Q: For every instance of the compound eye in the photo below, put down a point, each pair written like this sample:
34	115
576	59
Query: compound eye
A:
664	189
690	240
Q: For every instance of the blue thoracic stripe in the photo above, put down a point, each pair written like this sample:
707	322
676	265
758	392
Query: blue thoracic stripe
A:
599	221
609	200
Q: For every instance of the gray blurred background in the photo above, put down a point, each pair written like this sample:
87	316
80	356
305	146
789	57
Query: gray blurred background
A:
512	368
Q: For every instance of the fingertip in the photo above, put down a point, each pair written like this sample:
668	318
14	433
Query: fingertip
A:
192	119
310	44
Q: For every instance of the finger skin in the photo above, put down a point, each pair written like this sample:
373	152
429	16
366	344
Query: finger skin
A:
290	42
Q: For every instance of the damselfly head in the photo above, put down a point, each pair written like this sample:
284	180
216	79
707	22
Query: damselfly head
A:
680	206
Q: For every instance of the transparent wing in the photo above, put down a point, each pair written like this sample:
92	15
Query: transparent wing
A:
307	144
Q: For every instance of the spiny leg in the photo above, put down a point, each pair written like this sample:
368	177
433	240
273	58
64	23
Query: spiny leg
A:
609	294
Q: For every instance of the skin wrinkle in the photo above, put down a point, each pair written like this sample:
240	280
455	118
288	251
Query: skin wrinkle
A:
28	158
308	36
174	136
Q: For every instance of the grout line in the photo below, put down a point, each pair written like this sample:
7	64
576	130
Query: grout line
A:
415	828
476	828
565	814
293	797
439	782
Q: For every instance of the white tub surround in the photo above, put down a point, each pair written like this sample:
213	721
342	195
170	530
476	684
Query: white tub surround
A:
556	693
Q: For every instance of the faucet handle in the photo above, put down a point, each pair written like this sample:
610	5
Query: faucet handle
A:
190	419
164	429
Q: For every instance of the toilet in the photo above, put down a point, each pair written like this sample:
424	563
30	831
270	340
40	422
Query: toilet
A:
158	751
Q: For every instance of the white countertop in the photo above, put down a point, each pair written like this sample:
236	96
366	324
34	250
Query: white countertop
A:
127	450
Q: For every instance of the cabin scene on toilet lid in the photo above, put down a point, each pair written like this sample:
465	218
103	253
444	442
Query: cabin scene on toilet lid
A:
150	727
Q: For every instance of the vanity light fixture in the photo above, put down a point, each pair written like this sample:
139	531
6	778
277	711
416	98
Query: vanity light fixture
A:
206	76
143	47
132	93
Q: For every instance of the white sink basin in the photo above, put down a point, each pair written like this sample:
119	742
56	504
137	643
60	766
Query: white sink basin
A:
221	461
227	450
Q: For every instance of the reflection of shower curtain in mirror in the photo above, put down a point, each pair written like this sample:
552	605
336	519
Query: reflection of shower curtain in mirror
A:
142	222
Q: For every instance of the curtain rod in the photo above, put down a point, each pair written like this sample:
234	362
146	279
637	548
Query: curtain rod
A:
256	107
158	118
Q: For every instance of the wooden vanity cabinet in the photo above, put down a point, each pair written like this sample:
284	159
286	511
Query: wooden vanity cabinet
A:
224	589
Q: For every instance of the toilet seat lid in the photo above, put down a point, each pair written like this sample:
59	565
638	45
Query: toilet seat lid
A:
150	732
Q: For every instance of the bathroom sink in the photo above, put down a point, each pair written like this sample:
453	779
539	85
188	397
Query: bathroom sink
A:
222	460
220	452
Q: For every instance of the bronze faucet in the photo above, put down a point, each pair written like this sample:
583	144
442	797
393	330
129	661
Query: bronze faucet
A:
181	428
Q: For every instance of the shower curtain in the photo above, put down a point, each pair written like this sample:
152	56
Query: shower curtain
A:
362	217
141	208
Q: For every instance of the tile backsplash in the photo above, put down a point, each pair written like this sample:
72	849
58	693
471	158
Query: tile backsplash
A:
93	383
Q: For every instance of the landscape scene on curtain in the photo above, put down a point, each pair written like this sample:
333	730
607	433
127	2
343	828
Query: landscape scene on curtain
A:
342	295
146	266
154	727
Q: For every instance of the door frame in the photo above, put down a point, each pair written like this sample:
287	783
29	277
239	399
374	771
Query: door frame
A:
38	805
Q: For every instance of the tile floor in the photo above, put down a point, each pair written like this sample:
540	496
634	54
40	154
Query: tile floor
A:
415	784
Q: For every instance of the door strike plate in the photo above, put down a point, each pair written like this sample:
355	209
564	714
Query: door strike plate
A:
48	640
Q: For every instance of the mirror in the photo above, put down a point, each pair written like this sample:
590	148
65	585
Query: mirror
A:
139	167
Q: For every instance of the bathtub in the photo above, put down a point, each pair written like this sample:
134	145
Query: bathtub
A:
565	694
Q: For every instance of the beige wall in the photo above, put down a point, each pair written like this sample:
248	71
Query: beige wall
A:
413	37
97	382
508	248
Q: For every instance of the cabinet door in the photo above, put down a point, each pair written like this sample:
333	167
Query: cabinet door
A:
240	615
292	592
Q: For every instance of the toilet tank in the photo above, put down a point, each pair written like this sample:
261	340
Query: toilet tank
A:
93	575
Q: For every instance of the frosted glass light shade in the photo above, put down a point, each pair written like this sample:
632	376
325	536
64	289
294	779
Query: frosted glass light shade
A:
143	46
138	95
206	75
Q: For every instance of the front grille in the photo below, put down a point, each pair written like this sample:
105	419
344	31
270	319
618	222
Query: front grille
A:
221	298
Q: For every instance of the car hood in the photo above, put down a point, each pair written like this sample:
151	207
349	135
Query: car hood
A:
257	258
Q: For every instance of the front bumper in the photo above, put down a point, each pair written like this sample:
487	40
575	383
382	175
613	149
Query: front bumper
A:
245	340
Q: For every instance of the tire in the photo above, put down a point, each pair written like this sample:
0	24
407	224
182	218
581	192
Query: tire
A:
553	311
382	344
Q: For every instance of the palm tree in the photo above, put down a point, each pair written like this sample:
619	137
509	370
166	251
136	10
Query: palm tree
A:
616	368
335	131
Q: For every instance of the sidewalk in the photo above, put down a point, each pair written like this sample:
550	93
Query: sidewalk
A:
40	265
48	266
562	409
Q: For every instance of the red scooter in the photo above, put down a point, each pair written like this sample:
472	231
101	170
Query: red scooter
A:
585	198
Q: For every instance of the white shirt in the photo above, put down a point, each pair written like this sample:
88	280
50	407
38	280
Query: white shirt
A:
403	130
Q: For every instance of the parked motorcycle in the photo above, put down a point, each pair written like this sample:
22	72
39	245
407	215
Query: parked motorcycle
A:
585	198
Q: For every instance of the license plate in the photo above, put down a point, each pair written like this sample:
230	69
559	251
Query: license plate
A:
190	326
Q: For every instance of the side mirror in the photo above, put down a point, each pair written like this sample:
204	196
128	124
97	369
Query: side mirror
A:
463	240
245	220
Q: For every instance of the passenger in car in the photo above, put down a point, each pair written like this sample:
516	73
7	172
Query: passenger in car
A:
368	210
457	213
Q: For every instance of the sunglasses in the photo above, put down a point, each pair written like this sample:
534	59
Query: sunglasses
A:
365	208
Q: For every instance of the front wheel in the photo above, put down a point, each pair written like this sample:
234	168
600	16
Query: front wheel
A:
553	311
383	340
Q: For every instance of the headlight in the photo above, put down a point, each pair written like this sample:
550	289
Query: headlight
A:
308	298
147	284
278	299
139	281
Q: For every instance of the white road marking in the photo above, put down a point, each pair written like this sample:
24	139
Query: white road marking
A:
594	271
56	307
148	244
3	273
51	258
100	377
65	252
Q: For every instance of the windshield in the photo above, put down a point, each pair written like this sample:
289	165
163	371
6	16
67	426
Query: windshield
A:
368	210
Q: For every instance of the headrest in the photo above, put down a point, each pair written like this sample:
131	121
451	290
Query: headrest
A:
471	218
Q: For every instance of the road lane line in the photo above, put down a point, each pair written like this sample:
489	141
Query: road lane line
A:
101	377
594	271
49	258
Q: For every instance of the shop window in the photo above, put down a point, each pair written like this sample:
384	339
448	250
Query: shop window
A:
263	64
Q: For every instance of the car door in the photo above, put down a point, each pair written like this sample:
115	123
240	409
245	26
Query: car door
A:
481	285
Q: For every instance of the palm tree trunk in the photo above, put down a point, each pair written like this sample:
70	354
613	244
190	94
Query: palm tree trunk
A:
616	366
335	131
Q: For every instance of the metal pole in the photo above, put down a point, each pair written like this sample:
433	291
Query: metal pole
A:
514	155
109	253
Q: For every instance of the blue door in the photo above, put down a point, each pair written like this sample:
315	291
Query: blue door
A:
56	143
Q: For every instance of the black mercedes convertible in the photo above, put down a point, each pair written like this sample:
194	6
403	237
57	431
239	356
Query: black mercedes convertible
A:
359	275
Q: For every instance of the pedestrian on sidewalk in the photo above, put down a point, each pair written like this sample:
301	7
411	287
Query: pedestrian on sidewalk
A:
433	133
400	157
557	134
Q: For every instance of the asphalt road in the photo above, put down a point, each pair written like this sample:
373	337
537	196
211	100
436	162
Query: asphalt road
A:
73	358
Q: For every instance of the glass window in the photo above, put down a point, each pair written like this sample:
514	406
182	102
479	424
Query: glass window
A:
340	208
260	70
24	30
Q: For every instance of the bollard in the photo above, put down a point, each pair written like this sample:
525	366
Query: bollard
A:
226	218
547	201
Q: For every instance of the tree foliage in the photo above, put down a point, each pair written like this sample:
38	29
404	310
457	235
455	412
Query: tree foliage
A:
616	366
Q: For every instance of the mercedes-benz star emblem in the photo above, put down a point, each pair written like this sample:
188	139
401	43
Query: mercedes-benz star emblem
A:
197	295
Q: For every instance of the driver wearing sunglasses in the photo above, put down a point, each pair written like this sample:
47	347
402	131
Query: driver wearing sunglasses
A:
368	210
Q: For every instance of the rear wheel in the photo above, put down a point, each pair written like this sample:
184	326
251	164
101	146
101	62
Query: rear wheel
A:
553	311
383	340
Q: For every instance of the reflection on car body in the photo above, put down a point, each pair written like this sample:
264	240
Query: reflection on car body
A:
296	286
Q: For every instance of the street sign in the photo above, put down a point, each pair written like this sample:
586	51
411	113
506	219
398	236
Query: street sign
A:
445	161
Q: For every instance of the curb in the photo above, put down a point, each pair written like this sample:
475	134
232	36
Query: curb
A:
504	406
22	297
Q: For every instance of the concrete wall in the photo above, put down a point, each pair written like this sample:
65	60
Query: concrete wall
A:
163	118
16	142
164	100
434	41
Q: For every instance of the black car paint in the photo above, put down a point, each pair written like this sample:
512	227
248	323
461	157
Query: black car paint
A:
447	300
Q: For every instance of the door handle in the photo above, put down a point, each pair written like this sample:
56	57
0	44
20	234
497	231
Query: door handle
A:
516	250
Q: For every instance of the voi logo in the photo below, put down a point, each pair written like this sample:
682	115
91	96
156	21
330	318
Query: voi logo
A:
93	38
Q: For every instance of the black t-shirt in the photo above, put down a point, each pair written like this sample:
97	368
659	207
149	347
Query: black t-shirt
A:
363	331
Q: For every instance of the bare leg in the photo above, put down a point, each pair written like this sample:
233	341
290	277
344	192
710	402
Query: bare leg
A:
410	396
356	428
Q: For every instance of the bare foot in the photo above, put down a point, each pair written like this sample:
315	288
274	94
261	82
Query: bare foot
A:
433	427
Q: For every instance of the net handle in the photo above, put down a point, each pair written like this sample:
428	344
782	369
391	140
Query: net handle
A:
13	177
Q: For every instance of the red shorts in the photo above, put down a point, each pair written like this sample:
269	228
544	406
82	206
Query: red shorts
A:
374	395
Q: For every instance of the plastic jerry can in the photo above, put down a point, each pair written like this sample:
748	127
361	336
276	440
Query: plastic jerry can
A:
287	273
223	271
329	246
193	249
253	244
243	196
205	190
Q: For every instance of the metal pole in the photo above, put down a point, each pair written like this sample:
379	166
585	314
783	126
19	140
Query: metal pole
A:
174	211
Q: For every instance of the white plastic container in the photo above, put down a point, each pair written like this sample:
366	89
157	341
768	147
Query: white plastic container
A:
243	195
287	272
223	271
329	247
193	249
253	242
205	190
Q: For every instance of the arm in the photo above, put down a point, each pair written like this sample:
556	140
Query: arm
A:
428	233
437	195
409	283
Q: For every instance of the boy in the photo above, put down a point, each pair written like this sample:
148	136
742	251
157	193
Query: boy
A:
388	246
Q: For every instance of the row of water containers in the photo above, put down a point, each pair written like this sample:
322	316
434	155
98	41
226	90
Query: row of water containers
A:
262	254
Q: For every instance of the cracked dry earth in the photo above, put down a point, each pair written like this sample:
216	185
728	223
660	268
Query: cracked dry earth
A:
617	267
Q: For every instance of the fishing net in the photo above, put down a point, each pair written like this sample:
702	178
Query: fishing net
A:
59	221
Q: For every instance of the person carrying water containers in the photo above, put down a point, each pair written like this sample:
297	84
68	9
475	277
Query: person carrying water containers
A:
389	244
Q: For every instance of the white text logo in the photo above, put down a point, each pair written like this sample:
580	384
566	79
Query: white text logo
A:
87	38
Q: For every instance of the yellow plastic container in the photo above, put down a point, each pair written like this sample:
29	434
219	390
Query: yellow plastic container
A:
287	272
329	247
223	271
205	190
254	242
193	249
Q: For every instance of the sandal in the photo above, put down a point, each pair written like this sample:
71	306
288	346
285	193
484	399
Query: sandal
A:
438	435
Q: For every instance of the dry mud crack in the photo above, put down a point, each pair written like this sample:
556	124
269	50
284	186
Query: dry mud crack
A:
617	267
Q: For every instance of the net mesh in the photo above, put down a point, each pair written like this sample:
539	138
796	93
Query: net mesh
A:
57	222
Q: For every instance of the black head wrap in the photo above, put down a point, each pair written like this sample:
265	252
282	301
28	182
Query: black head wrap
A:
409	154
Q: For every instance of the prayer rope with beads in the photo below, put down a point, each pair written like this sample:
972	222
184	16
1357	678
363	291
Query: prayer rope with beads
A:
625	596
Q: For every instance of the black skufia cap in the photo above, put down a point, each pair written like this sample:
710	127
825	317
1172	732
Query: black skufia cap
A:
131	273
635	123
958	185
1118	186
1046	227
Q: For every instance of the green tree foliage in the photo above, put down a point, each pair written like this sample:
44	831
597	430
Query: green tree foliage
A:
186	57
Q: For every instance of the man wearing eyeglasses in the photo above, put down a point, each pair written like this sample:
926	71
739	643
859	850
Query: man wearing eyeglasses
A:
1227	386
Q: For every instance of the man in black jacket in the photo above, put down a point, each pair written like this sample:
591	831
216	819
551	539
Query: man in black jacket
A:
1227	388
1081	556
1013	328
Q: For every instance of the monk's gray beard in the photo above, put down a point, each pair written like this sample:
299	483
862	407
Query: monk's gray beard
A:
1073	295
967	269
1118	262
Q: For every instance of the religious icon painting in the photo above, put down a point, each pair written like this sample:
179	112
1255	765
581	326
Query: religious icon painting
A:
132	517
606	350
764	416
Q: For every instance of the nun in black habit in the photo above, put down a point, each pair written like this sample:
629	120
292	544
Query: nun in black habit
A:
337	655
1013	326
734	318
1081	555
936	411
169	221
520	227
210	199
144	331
++++++++++
**The task**
Quote every line from the line containing "Q: For every instance of the net mesh" through the closing line of the listing, including both.

**Task answer**
Q: For every instance of the net mesh in the photo above, put down a point, each pair written like this sample:
539	138
796	93
Query: net mesh
A:
57	222
Q: For every instance of the black head wrap in the photo above, put down a point, each pair written like this sample:
265	252
282	301
28	182
Query: black head wrap
A:
409	154
Q: For every instance of the prayer rope with beads in the photo below, put down a point, each pair written like this sample:
972	222
184	16
1357	678
363	291
Query: prayer rope with beads
A:
625	596
Q: For every instance of the black skufia cap in the photo above, put down a point, each pair written like this sample:
710	127
825	317
1172	732
Query: black skufia cap
A:
131	273
635	123
958	185
1118	186
1046	227
Q: For every instance of the green tree foliage in the photo above, put down a point, each pair written like this sample:
44	831
597	430
Query: green tree foliage
A:
186	57
Q: For every instance of the man wearing eyeglasses in the photo above, put down a point, each pair written like this sample:
926	71
739	643
859	850
Query: man wearing eyeglasses
A:
1227	386
Q: For every instance of the man in black jacket in the photo above, put down a point, each pair written like this sample:
591	831
216	819
551	539
Query: man in black jacket
A:
1227	388
1081	556
1013	328
Q: For every instance of the monk's gray beard in the photo above, put down a point, each pair written like this sample:
299	483
862	407
Query: monk's gray beard
A:
1073	295
967	269
1118	262
Q: For every instance of the religious icon painting in the photo above, put down a point, each pair written like this sample:
179	112
1255	765
581	326
Query: religious icon painting
A:
132	517
606	350
764	416
Q: For every instance of the nun in black habit in the photo above, put down a point, each pair written like this sample:
629	120
292	544
Query: nun in black habit
A:
337	655
1013	326
734	318
1081	555
936	411
169	221
520	227
210	199
144	331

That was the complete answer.